Cyclingnews understands that the latter team had invested a considerable sum of money in making sure they had the infrastructure in place to ride the Grand Tour, only to be told at a very late point that their invitation would be withdrawn.

Contador said that he understood the team's disappointment, while also stating that he was glad that Astana got an invitation.

As Tour de France champion, all eyes will naturally be on him to see if he can replicate the climbing form which won him cycling's toughest race. He played down his chances somewhat at a pre-race press conference on Friday, explaining his preparation is far from ideal.

"I was on holiday at in the beach when they called me," he said. "Before that I did the Vuelta a Pays Vasco and then I had a problem with my mouth. I stopped racing and had this holiday. They called me and asked me to do this Giro, and so I started again to train. I am not in the condition I would like to be, but I did my best [to get to the race with training kilometres done] and I will do my best day by day."

He would clearly be at a higher level of form had Astana been given more notice, but said that he doesn't feel stressed by the thoughts of not being one hundred percent. "I am tranquil, because I think we have a very strong team. There are two other riders who can ride the Giro well, Klöden and Leipheimer, and so I don't have any pressure on me. I will see how I feel day by day and then I will decide what I can do."

Should the Spaniard manage to ride himself into form, he could do some serious damage later in the race. He's consequently likely to be satisfied to limit his losses early on, let his racing legs come to him, and then see what he can do.

"I think the final week will be a very difficult one," he said. "It will be a good week for me [if he has form]. I think the Giro this year is the most difficult race in the world, because the climbs are more difficult this year than the Tour of the Vuelta. The gradients are very steep.

» **Extracted material**:

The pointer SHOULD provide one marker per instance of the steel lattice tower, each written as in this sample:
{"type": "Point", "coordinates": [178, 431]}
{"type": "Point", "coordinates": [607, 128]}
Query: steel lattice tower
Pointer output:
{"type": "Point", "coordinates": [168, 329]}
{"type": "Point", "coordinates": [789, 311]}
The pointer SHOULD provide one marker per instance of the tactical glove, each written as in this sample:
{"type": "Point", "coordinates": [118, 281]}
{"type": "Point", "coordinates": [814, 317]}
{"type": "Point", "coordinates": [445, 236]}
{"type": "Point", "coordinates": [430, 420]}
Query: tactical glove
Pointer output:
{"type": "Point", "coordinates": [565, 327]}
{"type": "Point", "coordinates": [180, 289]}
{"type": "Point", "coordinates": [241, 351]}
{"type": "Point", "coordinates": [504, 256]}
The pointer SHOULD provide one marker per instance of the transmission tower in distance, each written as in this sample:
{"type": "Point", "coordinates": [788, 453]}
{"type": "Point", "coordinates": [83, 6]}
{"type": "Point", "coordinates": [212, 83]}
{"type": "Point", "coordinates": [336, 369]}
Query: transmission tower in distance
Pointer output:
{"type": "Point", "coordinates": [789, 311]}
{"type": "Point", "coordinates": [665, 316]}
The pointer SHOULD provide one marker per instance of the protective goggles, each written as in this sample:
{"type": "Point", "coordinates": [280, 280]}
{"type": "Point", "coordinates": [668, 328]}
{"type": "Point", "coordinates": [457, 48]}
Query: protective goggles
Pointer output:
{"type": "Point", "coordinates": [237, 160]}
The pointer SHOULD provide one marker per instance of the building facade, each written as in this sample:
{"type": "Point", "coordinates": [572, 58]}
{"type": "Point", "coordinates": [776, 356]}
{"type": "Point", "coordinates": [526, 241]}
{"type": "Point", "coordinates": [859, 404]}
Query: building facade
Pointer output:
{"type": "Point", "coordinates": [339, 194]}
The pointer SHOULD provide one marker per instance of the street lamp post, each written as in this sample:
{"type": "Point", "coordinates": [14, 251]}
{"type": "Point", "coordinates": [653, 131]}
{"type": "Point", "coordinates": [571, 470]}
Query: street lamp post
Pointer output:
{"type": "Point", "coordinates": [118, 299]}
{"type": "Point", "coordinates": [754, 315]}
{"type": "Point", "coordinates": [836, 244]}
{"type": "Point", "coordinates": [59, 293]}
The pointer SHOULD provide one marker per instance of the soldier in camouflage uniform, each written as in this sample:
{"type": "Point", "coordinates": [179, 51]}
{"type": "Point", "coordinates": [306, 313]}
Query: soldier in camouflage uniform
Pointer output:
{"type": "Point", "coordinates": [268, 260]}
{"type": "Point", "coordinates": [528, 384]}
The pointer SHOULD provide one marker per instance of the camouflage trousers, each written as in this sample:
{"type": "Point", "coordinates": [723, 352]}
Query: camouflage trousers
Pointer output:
--
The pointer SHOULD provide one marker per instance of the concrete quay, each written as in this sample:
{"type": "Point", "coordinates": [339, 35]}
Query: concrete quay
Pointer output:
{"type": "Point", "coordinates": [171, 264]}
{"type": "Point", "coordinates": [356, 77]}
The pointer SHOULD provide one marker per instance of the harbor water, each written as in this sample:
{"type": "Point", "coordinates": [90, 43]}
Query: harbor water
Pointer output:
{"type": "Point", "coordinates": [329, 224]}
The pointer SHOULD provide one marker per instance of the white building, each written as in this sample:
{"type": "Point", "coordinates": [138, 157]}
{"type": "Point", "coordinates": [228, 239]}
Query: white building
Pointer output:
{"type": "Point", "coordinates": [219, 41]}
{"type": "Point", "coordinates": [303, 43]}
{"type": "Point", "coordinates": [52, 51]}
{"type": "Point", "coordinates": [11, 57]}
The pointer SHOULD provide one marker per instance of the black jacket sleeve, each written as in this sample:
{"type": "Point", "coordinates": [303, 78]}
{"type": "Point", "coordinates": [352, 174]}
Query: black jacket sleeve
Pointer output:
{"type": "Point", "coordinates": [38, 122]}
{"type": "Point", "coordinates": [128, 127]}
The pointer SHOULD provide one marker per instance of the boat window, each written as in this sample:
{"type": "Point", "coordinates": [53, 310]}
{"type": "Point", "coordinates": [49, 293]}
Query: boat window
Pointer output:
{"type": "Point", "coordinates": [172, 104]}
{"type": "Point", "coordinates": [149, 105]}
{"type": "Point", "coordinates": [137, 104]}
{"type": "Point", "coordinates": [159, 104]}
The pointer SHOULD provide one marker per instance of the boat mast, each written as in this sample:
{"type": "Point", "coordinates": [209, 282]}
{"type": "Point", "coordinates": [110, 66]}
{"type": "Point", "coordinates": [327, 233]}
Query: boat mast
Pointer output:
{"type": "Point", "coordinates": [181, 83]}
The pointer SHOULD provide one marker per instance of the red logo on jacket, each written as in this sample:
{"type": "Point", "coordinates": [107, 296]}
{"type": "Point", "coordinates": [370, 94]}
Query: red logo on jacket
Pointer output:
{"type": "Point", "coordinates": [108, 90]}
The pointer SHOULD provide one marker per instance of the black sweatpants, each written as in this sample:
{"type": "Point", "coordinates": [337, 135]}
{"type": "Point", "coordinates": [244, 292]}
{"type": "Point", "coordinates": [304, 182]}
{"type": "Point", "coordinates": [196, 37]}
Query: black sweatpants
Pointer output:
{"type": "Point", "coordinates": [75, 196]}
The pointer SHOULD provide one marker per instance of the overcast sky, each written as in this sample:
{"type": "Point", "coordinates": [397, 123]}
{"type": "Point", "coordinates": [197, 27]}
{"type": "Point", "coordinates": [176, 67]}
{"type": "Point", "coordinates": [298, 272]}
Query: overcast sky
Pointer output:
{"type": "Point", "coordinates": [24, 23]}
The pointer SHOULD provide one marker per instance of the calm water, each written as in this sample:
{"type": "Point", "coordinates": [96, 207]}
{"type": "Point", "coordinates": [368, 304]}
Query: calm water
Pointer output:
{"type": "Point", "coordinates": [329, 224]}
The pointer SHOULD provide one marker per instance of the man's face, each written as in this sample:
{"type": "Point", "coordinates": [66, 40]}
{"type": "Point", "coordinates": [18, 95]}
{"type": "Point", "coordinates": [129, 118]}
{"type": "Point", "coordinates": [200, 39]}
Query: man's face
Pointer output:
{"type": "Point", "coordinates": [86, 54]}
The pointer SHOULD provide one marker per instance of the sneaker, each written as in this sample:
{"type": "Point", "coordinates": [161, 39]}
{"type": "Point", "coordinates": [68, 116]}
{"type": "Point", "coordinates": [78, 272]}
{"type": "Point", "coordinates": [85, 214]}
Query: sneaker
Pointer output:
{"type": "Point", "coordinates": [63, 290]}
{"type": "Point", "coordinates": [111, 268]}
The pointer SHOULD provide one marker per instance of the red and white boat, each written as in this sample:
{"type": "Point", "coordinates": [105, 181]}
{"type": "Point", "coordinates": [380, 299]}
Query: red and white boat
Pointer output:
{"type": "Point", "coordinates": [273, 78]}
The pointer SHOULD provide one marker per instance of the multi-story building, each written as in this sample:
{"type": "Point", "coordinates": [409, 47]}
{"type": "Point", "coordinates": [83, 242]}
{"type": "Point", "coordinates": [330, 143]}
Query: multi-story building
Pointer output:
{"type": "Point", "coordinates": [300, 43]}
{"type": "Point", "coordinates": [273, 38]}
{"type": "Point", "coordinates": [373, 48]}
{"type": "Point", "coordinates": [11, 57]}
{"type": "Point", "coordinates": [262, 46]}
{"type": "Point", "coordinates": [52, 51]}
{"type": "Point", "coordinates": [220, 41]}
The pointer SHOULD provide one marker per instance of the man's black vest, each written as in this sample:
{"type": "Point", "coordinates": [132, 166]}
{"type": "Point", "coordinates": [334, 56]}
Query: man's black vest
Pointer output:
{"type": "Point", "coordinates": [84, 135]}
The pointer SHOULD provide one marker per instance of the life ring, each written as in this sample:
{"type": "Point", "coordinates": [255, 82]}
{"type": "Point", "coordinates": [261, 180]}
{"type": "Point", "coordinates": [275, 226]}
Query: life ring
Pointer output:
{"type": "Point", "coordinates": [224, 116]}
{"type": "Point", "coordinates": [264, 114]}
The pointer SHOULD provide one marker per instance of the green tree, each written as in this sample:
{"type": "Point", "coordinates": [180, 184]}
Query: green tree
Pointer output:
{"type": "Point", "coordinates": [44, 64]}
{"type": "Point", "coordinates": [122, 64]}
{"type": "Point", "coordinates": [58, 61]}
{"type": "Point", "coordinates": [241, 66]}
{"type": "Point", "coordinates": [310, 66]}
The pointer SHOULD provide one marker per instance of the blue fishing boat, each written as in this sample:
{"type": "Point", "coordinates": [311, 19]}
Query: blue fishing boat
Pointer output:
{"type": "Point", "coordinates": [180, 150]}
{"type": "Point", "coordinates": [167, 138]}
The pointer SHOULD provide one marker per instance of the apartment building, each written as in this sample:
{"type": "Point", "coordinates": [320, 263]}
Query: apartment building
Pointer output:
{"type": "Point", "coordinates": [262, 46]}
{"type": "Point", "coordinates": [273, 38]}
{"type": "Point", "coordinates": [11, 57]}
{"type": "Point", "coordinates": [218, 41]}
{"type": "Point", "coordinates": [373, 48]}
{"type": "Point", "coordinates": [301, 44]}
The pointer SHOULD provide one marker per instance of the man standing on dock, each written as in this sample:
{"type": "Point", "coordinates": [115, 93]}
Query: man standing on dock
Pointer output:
--
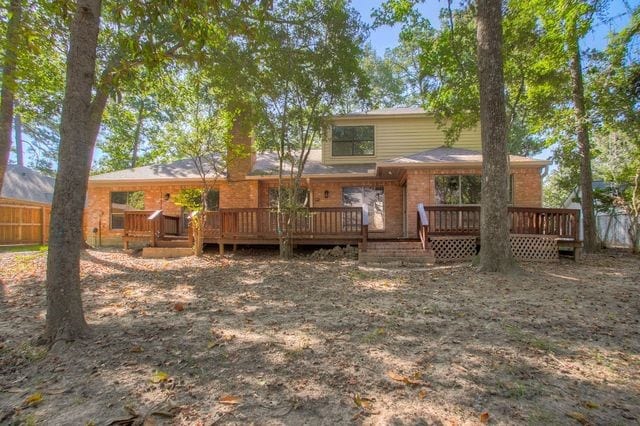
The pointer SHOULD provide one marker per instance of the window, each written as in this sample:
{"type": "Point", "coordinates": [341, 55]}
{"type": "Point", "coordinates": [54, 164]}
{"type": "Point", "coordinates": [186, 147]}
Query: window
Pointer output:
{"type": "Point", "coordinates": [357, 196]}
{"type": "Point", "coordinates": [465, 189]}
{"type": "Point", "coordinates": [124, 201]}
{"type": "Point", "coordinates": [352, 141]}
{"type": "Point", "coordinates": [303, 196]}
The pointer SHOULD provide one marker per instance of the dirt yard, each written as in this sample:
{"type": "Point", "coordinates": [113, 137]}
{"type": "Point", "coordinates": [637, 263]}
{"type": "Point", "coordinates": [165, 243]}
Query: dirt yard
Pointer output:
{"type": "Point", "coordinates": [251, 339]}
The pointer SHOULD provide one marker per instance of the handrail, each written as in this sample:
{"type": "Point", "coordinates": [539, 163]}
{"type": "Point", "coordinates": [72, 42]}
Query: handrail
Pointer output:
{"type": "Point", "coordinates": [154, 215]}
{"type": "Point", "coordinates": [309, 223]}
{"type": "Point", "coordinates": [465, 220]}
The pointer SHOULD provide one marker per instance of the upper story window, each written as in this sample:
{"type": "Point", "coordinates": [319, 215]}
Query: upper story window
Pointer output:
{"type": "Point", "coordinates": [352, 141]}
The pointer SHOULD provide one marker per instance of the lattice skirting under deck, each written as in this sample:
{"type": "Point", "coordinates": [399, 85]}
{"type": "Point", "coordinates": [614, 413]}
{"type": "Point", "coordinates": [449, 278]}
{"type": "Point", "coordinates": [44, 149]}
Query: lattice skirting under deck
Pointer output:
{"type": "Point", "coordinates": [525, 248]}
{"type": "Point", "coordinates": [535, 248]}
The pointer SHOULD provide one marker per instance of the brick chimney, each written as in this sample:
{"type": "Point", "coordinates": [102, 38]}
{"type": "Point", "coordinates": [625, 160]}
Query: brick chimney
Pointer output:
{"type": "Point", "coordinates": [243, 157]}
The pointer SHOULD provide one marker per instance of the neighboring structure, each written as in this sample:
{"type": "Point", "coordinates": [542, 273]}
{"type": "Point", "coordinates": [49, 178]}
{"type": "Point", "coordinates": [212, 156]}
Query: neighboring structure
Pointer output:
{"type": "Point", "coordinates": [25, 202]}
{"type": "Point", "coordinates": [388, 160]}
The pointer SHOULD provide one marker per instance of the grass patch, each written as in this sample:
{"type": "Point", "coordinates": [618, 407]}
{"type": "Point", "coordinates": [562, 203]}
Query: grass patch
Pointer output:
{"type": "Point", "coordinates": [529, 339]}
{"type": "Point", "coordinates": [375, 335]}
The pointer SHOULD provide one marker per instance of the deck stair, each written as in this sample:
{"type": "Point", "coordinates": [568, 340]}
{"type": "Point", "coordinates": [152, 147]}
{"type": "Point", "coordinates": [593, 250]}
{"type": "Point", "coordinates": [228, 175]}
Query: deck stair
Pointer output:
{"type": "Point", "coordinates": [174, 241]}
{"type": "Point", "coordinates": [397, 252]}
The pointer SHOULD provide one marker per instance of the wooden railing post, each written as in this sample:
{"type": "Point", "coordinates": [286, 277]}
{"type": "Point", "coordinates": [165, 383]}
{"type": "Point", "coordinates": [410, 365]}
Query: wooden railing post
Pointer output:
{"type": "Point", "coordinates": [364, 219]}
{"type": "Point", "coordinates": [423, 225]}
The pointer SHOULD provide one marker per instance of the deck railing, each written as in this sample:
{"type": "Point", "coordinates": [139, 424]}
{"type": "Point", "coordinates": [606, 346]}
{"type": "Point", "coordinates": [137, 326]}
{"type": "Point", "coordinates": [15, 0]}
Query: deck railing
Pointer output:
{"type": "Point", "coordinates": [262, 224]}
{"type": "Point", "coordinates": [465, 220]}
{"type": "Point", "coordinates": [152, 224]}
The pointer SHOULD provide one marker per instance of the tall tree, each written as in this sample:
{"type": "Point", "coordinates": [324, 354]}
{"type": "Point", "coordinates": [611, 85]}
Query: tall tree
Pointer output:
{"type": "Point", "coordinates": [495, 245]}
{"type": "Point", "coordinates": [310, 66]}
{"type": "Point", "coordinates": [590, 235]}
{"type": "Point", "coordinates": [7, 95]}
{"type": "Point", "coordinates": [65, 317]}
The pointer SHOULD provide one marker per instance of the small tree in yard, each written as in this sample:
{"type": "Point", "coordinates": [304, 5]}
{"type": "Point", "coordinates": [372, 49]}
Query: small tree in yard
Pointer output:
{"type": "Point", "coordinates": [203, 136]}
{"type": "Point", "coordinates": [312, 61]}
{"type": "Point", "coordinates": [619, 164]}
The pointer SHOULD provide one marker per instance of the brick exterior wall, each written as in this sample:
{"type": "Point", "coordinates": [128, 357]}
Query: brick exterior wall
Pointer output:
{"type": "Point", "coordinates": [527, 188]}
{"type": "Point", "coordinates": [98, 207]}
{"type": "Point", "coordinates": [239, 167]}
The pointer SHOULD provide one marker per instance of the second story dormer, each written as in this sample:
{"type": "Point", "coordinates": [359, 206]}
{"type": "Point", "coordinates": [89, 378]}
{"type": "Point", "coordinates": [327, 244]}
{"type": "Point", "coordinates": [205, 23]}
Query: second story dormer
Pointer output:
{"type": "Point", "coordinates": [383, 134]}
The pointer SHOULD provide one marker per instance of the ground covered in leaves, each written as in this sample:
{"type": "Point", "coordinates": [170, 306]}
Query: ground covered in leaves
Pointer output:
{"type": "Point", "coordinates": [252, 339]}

» **Required work**:
#1 Translate this sentence from the article about Contador and the Giro into French: "Contador said that he understood the team's disappointment, while also stating that he was glad that Astana got an invitation."
#2 Carry the article about Contador's Giro preparation further, beginning right after its last sentence.
The material in the three blocks is separate from the text.

» **Responses to the exercise**:
#1 Contador a déclaré qu'il comprenait la déception de l'équipe, tout en affirmant qu'il était content qu'Astana ait reçu une invitation.

#2
"I hope to be in good shape, to ride well on these climbs. Then I can do well, or perhaps I will be bad. Anything could happen."

Asked straight out what his chances were of winning, he cautioned the media against talking up his prospects of holding the final Maglia Rosa. "I don't want to give false hopes," he said. "I am not in good condition and this race is a very big race, it is an important race. So let's not have illusions about me because I don't have the level now to do well. We will take it day by day. Now I can't say anything about what I will do."

The Giro begins on Saturday with a long team time trial in Palermo. Astana will have good time trialists, including Leipheimer, Klöden and Contador himself, and so many feel that the team could challenge. However, while it is strong on paper, its limited preparation may hold the squad back.

Contador has his own favourites for the test. "I think those in the running are Slipstream, CSC, and also the Italian teams because they have extra motivation. They aim for this race all year because they are at home.

"We are strong because we have good time trialists, but it doesn't mean that we will win. We don't know what our condition is."

One thing is certain; given the difficult of such a flat-out effort, each of the riders on the team will have a better idea of their form on Saturday evening.